• ASSIGNED TASK: Copy all lines in the data that contain the string "keypoint".

BEGIN RECORD EXTRACTS

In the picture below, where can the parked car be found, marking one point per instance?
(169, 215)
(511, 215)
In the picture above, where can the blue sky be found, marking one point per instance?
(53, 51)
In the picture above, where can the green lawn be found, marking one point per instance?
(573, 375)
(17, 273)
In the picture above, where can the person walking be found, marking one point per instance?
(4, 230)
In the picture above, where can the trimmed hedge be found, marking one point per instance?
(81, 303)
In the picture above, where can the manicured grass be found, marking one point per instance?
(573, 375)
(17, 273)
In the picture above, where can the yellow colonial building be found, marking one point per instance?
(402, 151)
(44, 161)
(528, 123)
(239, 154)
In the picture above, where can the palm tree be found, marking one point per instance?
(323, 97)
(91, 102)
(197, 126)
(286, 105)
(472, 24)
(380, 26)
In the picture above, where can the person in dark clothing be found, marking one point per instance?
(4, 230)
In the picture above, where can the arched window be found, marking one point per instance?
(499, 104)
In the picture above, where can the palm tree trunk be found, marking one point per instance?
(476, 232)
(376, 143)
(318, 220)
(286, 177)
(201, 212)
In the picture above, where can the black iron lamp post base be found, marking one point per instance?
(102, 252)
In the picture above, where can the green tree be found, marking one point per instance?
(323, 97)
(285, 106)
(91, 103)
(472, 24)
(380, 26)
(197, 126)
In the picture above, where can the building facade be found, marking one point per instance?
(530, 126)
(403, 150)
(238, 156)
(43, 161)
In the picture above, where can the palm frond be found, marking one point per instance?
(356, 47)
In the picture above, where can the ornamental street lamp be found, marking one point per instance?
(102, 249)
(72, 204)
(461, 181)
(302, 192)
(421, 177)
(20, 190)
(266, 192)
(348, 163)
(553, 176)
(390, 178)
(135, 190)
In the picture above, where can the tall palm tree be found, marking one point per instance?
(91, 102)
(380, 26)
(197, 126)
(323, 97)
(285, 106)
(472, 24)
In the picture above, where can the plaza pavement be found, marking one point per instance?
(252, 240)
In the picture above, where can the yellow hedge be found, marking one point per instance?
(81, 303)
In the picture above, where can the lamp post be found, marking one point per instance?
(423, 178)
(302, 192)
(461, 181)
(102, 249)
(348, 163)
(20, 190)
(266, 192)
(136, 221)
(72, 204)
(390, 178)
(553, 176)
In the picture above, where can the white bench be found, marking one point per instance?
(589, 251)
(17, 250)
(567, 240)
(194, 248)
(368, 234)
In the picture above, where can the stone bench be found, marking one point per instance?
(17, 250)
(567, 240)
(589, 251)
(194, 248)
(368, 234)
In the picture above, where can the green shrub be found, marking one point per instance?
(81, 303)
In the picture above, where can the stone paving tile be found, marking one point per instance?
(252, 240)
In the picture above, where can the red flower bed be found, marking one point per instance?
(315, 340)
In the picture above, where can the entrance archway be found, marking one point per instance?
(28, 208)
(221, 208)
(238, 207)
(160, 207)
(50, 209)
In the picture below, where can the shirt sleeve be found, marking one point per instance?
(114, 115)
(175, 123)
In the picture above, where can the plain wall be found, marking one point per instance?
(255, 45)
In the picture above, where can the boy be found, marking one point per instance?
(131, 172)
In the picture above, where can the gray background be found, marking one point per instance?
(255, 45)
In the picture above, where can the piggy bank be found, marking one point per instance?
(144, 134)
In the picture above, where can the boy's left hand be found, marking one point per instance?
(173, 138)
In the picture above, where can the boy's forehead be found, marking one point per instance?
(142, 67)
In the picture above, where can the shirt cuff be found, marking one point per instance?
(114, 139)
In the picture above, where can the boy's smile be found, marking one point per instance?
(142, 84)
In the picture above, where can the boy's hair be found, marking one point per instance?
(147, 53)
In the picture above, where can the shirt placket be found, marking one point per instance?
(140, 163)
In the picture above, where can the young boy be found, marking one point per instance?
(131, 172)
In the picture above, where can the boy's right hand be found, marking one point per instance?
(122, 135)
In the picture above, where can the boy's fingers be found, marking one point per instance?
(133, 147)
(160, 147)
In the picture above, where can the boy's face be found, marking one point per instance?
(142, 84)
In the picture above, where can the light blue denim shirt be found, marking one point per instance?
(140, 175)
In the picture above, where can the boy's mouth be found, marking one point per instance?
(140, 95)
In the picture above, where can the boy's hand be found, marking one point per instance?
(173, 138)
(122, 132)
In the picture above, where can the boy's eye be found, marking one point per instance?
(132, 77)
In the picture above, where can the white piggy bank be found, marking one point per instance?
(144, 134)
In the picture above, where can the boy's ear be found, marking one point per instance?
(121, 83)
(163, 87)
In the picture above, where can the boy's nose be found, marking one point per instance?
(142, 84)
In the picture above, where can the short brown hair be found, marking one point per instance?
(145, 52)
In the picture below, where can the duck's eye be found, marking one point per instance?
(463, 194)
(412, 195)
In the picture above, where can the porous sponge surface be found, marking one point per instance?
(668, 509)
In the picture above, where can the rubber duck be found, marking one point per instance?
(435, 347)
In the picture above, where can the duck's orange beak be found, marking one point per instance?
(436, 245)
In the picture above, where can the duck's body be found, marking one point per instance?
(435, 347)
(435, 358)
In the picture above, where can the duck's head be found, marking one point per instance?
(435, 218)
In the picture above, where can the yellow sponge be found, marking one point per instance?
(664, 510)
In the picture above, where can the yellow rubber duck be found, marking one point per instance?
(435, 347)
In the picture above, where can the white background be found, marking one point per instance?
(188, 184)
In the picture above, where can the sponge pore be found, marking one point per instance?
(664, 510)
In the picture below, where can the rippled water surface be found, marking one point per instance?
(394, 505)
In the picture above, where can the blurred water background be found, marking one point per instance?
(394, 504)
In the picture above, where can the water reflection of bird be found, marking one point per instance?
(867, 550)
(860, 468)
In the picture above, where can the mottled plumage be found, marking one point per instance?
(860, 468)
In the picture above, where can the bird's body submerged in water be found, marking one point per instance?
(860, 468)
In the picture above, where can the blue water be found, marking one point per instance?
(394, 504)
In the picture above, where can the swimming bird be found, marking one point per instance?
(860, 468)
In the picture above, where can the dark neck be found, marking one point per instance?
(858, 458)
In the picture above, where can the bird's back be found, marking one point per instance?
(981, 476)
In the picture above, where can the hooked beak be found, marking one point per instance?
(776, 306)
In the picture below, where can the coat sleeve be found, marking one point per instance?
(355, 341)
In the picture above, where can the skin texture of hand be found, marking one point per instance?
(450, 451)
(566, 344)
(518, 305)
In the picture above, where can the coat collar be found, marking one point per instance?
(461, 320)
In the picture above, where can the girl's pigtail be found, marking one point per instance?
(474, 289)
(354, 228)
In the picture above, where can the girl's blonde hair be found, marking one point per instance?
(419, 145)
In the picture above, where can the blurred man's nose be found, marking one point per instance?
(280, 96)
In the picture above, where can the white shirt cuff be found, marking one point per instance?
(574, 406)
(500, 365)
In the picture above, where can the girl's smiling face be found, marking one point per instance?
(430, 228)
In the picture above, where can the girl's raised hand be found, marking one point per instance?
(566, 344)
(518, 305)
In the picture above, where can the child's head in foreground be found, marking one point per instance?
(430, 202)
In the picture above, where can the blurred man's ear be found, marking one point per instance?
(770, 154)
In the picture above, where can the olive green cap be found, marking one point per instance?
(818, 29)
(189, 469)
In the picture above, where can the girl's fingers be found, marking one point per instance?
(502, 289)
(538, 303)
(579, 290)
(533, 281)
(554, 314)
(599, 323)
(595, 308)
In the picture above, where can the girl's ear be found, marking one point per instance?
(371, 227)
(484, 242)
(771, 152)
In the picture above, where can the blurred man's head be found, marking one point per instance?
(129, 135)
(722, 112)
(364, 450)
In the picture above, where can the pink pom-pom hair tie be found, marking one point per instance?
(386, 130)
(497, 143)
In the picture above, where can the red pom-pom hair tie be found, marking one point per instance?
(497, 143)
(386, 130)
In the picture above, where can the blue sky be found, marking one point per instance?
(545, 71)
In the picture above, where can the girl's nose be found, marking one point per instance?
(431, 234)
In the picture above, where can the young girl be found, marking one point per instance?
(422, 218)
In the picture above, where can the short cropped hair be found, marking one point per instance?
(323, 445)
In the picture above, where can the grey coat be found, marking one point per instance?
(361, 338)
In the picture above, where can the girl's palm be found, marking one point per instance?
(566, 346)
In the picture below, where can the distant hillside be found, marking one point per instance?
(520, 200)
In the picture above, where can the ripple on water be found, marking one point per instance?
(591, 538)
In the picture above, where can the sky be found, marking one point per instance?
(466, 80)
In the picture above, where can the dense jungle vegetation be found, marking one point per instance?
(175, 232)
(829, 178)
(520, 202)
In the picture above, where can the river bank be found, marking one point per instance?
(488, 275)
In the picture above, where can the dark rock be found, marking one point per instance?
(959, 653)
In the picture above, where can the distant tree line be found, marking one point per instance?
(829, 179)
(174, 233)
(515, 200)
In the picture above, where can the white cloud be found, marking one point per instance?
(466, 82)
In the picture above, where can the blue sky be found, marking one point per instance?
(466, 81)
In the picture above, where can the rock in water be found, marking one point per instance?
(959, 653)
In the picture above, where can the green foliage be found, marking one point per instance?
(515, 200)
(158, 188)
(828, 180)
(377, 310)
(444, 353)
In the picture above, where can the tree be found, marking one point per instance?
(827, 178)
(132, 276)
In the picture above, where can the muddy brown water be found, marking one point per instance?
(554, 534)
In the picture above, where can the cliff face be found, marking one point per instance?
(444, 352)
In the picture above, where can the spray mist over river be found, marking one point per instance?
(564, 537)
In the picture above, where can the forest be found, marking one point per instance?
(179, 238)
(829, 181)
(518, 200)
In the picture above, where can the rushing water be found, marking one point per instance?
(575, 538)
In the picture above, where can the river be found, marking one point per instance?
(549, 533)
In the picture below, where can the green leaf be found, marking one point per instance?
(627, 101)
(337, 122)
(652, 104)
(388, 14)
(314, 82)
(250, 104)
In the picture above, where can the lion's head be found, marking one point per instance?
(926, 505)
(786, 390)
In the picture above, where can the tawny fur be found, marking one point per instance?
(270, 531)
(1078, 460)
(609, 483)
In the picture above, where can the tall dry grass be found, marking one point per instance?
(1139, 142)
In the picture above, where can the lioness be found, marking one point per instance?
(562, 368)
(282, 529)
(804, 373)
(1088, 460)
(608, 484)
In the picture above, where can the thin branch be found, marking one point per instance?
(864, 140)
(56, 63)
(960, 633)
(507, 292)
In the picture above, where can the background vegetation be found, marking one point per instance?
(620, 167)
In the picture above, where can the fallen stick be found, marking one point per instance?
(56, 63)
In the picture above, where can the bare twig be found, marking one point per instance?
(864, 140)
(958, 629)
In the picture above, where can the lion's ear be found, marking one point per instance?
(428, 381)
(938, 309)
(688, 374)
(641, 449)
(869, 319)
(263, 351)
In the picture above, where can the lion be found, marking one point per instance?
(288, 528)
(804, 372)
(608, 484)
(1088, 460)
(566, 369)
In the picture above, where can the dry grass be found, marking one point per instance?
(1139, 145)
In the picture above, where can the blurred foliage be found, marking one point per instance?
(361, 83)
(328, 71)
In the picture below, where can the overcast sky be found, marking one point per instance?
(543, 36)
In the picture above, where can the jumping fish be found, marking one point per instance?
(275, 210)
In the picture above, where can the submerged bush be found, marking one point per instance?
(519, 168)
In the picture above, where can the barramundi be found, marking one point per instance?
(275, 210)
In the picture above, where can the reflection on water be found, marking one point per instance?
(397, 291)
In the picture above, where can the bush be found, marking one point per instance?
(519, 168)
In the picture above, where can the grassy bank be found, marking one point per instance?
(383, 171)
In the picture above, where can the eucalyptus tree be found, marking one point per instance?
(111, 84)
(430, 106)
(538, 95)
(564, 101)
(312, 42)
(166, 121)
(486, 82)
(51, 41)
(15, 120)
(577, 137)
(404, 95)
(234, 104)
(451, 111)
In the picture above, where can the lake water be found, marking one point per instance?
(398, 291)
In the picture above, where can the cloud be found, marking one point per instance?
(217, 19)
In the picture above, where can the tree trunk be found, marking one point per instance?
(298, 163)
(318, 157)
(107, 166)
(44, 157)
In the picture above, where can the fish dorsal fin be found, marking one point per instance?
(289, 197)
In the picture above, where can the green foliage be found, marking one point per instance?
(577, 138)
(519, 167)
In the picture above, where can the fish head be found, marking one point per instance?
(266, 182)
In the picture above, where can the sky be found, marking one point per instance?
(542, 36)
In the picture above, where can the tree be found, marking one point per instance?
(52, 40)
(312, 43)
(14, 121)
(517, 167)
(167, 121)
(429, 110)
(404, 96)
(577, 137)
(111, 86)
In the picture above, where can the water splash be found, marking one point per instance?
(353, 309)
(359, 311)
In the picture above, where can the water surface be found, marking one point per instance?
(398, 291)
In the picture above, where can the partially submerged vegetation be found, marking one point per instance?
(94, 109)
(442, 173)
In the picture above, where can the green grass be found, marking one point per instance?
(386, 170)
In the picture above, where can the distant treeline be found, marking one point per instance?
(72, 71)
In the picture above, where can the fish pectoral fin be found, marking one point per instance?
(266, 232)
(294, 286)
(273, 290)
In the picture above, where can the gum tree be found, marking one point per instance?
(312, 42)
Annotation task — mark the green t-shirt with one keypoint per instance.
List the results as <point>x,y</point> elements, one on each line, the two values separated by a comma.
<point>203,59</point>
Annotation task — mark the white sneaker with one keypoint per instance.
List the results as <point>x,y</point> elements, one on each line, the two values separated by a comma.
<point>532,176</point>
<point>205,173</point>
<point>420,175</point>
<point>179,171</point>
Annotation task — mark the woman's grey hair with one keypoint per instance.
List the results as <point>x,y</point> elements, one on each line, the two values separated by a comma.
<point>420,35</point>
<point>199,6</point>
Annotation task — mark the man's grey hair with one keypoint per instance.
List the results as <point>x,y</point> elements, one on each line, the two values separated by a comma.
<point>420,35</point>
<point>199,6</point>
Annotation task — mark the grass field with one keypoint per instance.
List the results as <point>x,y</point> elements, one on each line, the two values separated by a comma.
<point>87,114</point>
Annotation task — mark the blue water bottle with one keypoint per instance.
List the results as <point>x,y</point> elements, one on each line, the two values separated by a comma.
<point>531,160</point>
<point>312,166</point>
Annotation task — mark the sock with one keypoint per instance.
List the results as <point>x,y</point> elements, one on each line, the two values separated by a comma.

END RECORD EXTRACTS

• EXERCISE SOLUTION:
Annotation task — mark the green t-shirt with one keypoint per instance.
Annotation task — mark the white sneaker with one keypoint per instance.
Annotation task — mark the woman's grey hair with one keypoint per instance.
Annotation task — mark the man's grey hair with one keypoint per instance.
Annotation task — mark the grass field with one keypoint per instance.
Annotation task — mark the blue water bottle with one keypoint per instance.
Annotation task — mark the sock with one keypoint per instance.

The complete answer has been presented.